Task brief – Print every line of the listing below verbatim, without changing anything.

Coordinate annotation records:
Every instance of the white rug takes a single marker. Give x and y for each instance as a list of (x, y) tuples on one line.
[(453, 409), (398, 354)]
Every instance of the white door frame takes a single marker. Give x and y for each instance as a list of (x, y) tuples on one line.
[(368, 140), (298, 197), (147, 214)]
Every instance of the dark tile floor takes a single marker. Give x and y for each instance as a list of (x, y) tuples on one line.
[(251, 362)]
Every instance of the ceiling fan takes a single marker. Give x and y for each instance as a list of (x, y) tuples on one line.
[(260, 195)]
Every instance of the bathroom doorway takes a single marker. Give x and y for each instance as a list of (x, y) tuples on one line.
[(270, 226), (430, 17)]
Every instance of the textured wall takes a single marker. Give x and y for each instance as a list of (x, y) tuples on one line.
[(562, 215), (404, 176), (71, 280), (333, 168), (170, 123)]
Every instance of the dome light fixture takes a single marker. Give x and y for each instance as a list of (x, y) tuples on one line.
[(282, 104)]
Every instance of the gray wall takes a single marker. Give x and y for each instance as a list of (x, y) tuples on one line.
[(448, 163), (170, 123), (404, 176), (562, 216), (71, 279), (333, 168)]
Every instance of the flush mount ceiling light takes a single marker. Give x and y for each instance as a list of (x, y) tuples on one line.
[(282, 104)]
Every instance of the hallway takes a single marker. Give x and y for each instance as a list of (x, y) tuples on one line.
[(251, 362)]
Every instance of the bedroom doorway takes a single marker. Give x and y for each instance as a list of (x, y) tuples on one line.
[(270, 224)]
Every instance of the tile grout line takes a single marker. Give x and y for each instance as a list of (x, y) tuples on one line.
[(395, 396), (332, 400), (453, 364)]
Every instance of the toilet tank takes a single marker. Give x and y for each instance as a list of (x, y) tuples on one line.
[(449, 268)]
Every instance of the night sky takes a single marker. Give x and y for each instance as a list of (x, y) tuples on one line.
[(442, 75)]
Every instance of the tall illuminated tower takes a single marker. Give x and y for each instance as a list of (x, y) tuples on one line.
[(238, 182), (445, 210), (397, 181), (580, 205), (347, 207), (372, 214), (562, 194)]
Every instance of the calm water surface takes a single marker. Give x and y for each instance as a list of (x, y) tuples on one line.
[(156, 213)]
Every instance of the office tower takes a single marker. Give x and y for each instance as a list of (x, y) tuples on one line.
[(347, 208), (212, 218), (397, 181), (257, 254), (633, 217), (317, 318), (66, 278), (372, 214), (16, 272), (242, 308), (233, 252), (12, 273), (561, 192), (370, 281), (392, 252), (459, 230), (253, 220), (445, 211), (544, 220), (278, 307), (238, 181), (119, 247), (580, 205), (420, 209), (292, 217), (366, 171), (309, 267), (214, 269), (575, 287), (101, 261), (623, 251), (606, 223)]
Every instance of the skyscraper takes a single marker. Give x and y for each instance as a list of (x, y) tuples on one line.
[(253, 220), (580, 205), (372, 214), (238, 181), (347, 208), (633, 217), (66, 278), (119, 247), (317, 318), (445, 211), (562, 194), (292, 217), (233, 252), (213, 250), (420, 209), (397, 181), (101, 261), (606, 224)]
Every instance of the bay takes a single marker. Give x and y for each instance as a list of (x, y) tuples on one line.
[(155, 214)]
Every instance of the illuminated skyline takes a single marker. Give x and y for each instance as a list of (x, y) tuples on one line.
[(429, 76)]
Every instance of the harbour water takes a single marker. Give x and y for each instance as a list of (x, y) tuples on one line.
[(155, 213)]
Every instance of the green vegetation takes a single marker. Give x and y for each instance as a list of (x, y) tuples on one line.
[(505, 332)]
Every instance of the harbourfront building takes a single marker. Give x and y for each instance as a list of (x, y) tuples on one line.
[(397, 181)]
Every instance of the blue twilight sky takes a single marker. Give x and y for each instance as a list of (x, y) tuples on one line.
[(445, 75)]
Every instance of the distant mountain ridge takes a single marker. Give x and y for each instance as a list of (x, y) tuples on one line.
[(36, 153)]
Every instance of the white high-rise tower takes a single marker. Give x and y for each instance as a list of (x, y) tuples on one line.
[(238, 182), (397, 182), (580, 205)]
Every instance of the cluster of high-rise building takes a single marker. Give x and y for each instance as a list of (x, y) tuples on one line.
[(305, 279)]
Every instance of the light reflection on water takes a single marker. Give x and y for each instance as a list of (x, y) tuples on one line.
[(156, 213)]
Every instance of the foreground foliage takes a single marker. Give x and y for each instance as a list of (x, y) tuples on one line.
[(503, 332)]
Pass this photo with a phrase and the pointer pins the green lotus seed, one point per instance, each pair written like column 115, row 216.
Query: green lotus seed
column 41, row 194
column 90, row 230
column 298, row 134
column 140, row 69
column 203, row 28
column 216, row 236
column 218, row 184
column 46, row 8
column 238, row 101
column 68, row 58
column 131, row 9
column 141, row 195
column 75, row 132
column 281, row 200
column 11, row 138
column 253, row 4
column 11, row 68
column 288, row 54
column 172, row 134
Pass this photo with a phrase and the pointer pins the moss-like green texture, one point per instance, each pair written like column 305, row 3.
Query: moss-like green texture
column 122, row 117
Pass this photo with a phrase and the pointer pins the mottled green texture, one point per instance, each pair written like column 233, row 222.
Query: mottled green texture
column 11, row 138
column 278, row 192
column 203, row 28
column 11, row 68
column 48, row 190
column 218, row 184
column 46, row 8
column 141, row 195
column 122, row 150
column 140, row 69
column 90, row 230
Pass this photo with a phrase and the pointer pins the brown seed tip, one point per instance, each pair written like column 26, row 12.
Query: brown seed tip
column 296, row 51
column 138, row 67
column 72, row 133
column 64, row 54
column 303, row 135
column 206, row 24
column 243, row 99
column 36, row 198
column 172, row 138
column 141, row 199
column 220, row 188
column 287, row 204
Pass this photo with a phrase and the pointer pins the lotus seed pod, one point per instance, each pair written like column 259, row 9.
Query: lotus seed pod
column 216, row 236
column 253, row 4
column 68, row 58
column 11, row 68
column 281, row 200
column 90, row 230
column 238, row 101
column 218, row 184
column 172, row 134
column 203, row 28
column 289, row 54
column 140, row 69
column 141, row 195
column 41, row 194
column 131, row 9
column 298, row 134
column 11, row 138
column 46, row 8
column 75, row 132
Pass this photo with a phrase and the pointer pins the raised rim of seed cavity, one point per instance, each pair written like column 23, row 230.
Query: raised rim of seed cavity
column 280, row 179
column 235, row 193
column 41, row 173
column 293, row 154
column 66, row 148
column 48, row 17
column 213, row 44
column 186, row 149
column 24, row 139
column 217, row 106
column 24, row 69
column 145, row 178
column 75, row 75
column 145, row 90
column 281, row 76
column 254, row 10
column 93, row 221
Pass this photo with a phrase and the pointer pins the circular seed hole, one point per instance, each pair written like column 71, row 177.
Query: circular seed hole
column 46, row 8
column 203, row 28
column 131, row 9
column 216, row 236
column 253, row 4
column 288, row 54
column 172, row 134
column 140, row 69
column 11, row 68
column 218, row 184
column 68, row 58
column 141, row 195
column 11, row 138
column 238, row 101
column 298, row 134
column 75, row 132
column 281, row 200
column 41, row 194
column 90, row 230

Task solution –
Every instance of the white rug takes a single marker. Give x and y for each instance as a list of (x, y) tuples on one line.
[(453, 409), (398, 354)]
Every instance of the white door frame takes a single marker. Give x and y for each instance as a list of (x, y) tuples on one line.
[(368, 140), (298, 197), (147, 214)]
Every instance of the dark tile floor takes a single marker. Give x and y for each instance as a list of (x, y) tuples on one line.
[(251, 362)]
Every instance of the ceiling fan takes a single marker. Give x and y for each instance as a list of (x, y) tuples on one line.
[(260, 195)]
Every instance of the bathroom doorway takes a single marker. Give x and y for each instance as a list of (x, y) tuples on one line.
[(270, 226), (430, 17)]
Every instance of the textured wall takes a single marker. Give x and y for each instance as a list of (x, y) tuples on one line.
[(562, 215), (404, 176), (71, 280), (333, 168), (170, 123)]
Every instance of the dome light fixture takes a single marker. Give x and y for each instance as a list of (x, y) tuples on one line.
[(282, 104)]
Every instance of the gray wall takes a single marker. Give x and y for each instance as a list of (x, y) tuples on one line.
[(448, 163), (170, 123), (404, 176), (562, 216), (71, 279), (333, 168)]
Every instance of the flush mount ceiling light takes a single marker. Give x and y for each instance as a list of (x, y) tuples on one line.
[(282, 104)]
Every instance of the hallway takes a single marker. Give x and y for each instance as a list of (x, y) tuples on one line.
[(251, 362)]
Every instance of the bedroom doorway takes a single marker. Give x and y for each instance as a list of (x, y) tuples on one line.
[(270, 224)]
Every instance of the tile grout line takes a single marker. Give x and y for each instance as a list of (x, y) tuples on one line.
[(395, 396), (332, 400), (453, 364)]
Every instance of the toilet tank takes a single marker. Give x and y for each instance as a list of (x, y) tuples on one line.
[(449, 268)]
Every instance of the night sky takes a single marker. Give x and y for each instance as a list of (x, y) tuples on one line.
[(442, 75)]
Every instance of the tall illuminated tower takes a single marker. Give x and y for each instance as a list of (x, y) tuples on one line.
[(238, 182), (445, 210), (397, 181), (580, 205), (347, 207), (372, 214), (562, 194)]
Every instance of the calm water surface takes a single marker. Give x and y for each instance as a list of (x, y) tuples on one line.
[(156, 213)]
Every instance of the office tower takes a single marker. Give x and y for each instance as a list of (x, y) tuples on one line.
[(347, 208), (212, 218), (397, 181), (257, 254), (633, 217), (317, 318), (66, 278), (372, 214), (16, 272), (242, 308), (233, 252), (12, 273), (561, 192), (370, 281), (392, 252), (459, 230), (253, 220), (445, 211), (544, 220), (278, 307), (238, 181), (119, 247), (580, 205), (420, 209), (292, 217), (366, 171), (309, 267), (214, 269), (575, 287), (101, 261), (623, 251), (606, 223)]
Every instance of the skyscraper takes a single marker. Give x and y for each instance as a list of (x, y) tuples on one line.
[(253, 220), (580, 205), (372, 214), (238, 181), (347, 208), (633, 217), (66, 278), (119, 247), (317, 318), (445, 211), (562, 194), (292, 217), (233, 252), (213, 250), (420, 209), (397, 181), (101, 261), (606, 224)]
Every instance of the bay takes a single marker. Give x and y for each instance as a list of (x, y) tuples on one line.
[(155, 214)]
Every instance of the illuminated skyline takes a single marker. Give x and y for each instance as a list of (x, y) tuples on one line.
[(429, 76)]
Every instance of the harbour water takes a single marker. Give x and y for each instance as a list of (x, y) tuples on one line.
[(155, 213)]
Every instance of the green vegetation takes a single marker. Give x and y for each instance as a list of (x, y) tuples on one line.
[(505, 332)]
Every instance of the harbourfront building takes a single marker. Give x and y for each instance as a list of (x, y) tuples on one line.
[(397, 181)]
Every instance of the blue twilight sky takes a single marker. Give x and y for each instance as a list of (x, y) tuples on one line.
[(445, 75)]
Every instance of the distant mountain ridge takes a single marker. Give x and y for each instance as a list of (x, y) tuples on one line.
[(36, 153)]
Every instance of the white high-rise tower takes a single marker. Give x and y for each instance as a list of (x, y) tuples on one line.
[(238, 182), (397, 182), (580, 205)]
Every instance of the cluster of high-rise building takes a single marker. Give x and y for each instance as a list of (x, y) tuples on one line.
[(305, 279)]
Every instance of the light reflection on water takes a single marker. Give x and y for each instance as a list of (x, y) tuples on one line.
[(156, 213)]
Every instance of the foreground foliage takes a single marker. Give x and y for each instance as a list of (x, y) tuples on one line.
[(503, 332)]
Pass this photo with a phrase and the pointer pins the green lotus seed, one point per instance, each pair written like column 115, row 216.
Query: green lotus seed
column 41, row 194
column 90, row 230
column 298, row 134
column 140, row 69
column 203, row 28
column 216, row 236
column 218, row 184
column 46, row 8
column 238, row 101
column 68, row 58
column 131, row 9
column 141, row 195
column 75, row 132
column 281, row 200
column 11, row 138
column 253, row 4
column 11, row 68
column 288, row 54
column 172, row 134
Pass this photo with a phrase and the pointer pins the moss-like green texture, one point per instance, each pair written like column 305, row 3.
Query: moss-like green texture
column 122, row 117
Pass this photo with a phrase and the pointer pins the mottled green texture, one point per instance, each pair written like column 233, row 222.
Query: mottled green texture
column 11, row 138
column 278, row 192
column 203, row 28
column 11, row 68
column 48, row 190
column 218, row 184
column 46, row 8
column 141, row 195
column 122, row 150
column 140, row 69
column 90, row 230
Pass this photo with a phrase and the pointer pins the brown seed tip, one point per instance, each pair written like column 26, row 12.
Query: brown seed tip
column 296, row 51
column 138, row 67
column 72, row 133
column 64, row 54
column 303, row 135
column 206, row 24
column 243, row 99
column 36, row 198
column 172, row 138
column 141, row 199
column 220, row 188
column 287, row 204
Pass this photo with a phrase and the pointer pins the lotus seed pod, one point per instance, each pair written like column 259, row 9.
Query: lotus seed pod
column 216, row 236
column 253, row 4
column 68, row 58
column 11, row 68
column 281, row 200
column 90, row 230
column 238, row 101
column 218, row 184
column 172, row 134
column 203, row 28
column 289, row 54
column 140, row 69
column 141, row 195
column 41, row 194
column 131, row 9
column 298, row 134
column 11, row 138
column 46, row 8
column 75, row 132
Pass this photo with a phrase and the pointer pins the raised rim of seed cavity, one point per instance, each pair written like column 23, row 230.
Query: raised rim of seed cavity
column 280, row 179
column 235, row 193
column 41, row 173
column 293, row 154
column 66, row 148
column 48, row 17
column 213, row 44
column 186, row 149
column 24, row 139
column 217, row 106
column 24, row 69
column 145, row 178
column 75, row 75
column 145, row 90
column 281, row 76
column 254, row 10
column 93, row 221
Pass this photo with a phrase and the pointer pins the circular seed hole, one point per instance, each pair written like column 71, row 177.
Query: circular seed hole
column 46, row 8
column 203, row 28
column 131, row 9
column 216, row 236
column 253, row 4
column 288, row 54
column 172, row 134
column 140, row 69
column 11, row 68
column 218, row 184
column 68, row 58
column 141, row 195
column 11, row 138
column 238, row 101
column 298, row 134
column 75, row 132
column 281, row 200
column 41, row 194
column 90, row 230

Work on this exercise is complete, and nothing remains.